***** Document excerpt

Julien Rioux <address@hidden> writes:

> On Tue, Mar 18, 2014 at 10:39 AM, David Kastrup <address@hidden> wrote:
>
>> Julien Rioux <address@hidden> writes:
>>
>> > The current hosting situation isn't bad that we need to take such
>> > important actions with savannah. With github, we already have hosting,
>> > a platform for contribution and review comments, and relatively strong
>> > visibility, at no effort from us.
>>
>> Who is "we"?  I for one am not going to agree to GitHub's quite invasive
>> usage conditions for their "free" offerings which include killing a
>> project for any reason they want to at any point of time, explicitly
>> citing bandwidth usage as one such reason.
>>
>>
> You're right, for contributing a patch and/or commenting through github,
> it's "we" as in "those that are bold enough to sign up on github". "We"
> also happily send patches or comments on the mailing list as usual; "we" as
> in "those that are bold enough to post on public mailing lists". It's still
> an added value that a non-empty set of people are happy with.
>
>
>> Now the situation is in theory not all that different with Savannah.

**********
***** Recorded data

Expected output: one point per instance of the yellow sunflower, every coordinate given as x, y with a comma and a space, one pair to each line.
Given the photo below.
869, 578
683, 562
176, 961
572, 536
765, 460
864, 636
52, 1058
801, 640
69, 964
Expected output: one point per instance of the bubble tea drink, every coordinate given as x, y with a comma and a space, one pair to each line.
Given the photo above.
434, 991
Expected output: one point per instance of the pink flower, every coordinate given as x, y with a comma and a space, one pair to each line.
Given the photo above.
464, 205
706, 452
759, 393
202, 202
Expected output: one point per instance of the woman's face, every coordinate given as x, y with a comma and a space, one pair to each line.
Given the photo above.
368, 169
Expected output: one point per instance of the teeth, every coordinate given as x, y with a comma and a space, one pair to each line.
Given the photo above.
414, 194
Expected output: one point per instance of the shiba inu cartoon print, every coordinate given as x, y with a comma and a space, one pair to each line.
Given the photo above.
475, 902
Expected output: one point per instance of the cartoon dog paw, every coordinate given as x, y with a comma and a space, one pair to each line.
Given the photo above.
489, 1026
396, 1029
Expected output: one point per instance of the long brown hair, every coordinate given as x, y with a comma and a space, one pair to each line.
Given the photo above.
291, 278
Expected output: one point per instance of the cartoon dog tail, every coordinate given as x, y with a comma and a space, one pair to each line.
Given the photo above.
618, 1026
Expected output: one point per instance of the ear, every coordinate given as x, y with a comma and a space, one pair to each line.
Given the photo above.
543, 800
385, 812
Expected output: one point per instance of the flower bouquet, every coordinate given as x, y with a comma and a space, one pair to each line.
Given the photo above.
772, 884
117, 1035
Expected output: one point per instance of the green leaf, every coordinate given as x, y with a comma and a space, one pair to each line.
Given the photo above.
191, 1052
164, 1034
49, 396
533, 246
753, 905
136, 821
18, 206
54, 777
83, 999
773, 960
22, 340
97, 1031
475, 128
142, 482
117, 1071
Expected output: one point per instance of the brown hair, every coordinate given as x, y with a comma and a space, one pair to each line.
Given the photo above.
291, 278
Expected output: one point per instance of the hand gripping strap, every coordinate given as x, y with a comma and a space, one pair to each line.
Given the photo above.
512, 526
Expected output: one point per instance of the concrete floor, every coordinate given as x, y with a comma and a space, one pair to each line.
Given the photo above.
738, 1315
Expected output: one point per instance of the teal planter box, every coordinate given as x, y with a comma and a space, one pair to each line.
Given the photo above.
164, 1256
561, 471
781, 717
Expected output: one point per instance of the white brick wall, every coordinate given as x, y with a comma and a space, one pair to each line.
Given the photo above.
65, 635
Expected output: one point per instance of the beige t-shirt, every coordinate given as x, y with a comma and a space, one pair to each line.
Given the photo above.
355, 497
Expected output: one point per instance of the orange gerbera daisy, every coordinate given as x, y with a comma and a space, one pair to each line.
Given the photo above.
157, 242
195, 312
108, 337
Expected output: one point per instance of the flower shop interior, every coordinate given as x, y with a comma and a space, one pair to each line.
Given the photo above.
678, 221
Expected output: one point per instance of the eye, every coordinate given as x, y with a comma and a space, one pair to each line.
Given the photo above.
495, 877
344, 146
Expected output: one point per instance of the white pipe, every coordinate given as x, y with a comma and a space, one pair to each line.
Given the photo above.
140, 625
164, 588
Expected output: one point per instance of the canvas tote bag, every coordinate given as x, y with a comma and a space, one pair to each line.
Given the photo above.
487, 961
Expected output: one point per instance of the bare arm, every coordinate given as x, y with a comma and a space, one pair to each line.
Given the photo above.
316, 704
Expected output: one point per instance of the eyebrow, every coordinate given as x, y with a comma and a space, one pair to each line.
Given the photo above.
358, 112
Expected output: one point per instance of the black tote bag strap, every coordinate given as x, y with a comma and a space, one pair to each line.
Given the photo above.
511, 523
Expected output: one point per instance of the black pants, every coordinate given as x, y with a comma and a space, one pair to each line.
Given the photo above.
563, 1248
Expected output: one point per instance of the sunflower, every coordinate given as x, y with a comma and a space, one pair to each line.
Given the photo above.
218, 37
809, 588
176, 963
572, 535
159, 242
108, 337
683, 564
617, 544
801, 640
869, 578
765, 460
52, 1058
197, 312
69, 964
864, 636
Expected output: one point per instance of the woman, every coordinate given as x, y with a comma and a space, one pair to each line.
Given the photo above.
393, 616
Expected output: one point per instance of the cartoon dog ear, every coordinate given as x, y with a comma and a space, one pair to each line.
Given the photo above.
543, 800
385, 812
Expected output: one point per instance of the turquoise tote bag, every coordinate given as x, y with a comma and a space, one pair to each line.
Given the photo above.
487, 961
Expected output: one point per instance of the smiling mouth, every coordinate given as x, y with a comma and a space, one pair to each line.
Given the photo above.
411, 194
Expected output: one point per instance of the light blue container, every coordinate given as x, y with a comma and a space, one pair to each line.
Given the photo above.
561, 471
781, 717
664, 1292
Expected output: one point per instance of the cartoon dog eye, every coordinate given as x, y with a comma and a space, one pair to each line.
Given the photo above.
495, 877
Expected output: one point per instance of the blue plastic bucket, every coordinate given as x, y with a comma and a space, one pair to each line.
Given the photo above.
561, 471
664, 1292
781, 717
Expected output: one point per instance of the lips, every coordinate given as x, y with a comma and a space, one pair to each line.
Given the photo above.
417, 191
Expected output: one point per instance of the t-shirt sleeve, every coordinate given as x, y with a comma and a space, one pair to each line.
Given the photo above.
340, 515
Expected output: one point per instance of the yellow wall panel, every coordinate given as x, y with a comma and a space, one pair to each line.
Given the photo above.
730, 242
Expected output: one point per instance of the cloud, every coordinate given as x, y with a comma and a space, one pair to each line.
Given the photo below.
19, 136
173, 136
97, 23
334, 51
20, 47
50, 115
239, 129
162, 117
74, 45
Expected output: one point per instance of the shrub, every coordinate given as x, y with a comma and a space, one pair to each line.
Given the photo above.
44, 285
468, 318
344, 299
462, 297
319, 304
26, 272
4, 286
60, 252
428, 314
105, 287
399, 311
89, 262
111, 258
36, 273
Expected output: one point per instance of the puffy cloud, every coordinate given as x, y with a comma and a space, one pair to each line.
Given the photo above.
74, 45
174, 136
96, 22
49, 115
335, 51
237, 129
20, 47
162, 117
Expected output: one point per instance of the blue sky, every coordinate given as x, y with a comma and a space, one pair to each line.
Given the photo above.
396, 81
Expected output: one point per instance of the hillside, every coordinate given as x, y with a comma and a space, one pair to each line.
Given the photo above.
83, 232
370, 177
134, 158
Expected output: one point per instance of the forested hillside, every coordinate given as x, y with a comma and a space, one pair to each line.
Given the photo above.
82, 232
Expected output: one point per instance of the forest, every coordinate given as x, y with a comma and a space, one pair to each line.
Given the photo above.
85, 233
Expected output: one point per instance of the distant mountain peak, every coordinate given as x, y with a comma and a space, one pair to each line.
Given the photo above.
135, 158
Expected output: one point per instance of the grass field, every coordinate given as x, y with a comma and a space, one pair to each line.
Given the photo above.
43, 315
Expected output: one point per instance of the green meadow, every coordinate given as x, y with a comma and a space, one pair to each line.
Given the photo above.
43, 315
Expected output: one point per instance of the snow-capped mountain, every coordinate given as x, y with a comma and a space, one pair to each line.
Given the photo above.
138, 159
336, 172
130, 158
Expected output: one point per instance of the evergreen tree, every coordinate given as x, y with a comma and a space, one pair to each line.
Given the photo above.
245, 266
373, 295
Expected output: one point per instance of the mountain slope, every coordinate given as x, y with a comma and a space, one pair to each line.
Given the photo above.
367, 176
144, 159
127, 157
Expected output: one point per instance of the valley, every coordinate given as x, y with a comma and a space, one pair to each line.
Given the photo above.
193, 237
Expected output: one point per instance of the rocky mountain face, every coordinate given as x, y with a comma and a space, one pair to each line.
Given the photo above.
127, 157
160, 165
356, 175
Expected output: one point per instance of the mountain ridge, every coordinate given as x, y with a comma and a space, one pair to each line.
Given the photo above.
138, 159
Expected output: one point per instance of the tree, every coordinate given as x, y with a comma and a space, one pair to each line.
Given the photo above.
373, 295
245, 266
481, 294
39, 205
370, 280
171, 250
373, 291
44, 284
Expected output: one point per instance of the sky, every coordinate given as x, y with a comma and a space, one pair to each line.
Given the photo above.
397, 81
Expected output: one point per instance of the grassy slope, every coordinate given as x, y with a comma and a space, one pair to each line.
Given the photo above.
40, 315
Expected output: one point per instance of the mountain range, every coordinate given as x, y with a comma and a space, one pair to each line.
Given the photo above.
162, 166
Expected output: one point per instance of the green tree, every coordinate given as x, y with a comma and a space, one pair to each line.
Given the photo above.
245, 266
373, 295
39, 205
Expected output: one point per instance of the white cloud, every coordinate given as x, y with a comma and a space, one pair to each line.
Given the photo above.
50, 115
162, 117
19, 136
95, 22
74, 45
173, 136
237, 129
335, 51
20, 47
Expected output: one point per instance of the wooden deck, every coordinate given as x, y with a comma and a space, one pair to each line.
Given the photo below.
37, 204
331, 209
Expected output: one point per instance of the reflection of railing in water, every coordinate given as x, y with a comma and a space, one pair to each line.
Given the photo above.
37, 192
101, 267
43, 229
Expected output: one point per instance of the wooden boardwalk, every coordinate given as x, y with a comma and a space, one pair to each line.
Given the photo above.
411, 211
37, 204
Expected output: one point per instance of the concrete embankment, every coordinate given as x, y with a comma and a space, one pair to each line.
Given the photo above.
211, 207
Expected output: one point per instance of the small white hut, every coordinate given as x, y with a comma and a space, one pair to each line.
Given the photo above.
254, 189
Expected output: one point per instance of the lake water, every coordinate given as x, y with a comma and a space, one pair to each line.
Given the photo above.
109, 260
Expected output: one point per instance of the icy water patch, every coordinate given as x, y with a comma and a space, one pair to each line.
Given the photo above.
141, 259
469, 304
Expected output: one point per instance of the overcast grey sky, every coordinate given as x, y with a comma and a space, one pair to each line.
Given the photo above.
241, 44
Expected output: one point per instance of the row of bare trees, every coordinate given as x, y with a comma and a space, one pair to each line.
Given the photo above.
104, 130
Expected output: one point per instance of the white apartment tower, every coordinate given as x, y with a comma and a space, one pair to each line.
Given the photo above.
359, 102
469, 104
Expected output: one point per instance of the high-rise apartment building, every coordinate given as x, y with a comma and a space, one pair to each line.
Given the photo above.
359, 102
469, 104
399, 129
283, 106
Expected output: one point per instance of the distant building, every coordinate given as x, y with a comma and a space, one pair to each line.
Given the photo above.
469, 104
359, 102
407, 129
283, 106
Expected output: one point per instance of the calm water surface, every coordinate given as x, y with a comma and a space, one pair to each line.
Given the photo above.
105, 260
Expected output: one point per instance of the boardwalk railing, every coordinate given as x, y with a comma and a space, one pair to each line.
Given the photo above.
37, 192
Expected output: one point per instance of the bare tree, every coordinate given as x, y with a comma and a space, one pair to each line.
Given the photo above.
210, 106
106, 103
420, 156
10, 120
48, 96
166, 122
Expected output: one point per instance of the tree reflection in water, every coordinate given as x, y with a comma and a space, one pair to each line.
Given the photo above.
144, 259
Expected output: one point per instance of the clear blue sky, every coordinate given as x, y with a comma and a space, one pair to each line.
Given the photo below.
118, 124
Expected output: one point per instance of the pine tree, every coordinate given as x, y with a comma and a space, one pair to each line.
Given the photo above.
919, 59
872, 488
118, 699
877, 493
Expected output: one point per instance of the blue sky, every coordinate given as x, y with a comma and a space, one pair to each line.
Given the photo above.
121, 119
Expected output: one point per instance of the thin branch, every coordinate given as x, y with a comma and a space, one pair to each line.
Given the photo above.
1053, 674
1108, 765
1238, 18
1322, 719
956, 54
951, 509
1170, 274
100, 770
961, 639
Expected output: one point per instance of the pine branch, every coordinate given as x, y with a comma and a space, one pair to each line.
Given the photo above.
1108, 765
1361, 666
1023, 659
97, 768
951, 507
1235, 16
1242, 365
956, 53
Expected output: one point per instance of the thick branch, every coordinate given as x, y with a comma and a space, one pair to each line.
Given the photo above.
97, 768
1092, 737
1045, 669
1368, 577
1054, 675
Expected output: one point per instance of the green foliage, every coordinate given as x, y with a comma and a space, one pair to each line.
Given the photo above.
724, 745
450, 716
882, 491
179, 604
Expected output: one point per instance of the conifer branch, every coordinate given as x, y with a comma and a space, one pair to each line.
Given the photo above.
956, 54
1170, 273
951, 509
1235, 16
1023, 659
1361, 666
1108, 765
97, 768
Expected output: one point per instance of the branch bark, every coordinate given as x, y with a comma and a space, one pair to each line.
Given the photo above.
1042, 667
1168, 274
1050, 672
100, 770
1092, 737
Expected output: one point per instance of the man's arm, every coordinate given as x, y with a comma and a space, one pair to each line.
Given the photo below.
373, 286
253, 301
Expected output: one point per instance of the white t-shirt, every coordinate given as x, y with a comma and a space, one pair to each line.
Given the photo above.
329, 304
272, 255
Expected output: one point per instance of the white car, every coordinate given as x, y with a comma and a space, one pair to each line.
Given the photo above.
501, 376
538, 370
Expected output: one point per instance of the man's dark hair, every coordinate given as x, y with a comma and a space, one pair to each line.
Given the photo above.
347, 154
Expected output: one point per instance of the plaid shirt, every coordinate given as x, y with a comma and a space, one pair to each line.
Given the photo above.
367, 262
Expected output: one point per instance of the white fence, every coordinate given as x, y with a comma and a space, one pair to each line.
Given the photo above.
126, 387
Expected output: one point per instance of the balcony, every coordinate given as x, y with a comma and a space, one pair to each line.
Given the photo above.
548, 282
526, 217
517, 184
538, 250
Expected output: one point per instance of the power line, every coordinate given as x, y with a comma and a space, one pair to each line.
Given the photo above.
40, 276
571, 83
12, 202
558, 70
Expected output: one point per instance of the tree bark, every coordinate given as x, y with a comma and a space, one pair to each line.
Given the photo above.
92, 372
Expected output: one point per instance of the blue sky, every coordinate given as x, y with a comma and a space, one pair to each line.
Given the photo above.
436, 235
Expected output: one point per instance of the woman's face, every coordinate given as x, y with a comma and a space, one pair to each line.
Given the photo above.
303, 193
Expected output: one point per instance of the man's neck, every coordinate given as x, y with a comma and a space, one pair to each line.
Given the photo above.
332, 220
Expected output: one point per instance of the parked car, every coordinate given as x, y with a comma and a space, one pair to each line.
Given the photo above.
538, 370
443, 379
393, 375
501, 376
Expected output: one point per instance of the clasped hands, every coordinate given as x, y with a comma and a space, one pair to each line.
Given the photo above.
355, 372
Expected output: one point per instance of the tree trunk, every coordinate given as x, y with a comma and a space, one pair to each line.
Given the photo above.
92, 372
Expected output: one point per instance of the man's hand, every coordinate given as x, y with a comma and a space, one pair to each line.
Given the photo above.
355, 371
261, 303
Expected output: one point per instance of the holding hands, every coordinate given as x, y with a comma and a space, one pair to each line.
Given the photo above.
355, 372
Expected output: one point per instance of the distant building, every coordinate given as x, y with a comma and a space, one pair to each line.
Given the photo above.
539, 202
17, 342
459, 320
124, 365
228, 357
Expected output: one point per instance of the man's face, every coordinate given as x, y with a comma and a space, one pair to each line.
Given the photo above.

**********

**Stated task:**
Extend the mailing-list message about GitHub and Savannah hosting, starting right after its final line.

**Written answer:**
>> Except that Savannah does not serve stockholders but its users and Free
>> Software.  When they find that there is a technical problem in
>> connection with serving a project, "pull the plug" will be way lower in
>> the list of remedies than with GitHub.
>>
>>
> Fortunately with git repos even if the hosting goes, the project's source
> code is still in hand,

That's not quite the same as "we already have hosting, a platform for
contribution and review comments".  Everything beyond the content in
private repositories is gone if a project is removed.  And "we have" is
a bit of a euphemism for proprietary software run on a proprietary
service with a proprietary data store for everything but the central
repository itself.  It's more like "we are permitted to use".

Of course, with Savannah we have the same situation regarding the "we
are permitted to use" angle, but the motivations for the permission are
different.  That makes me feel more at home.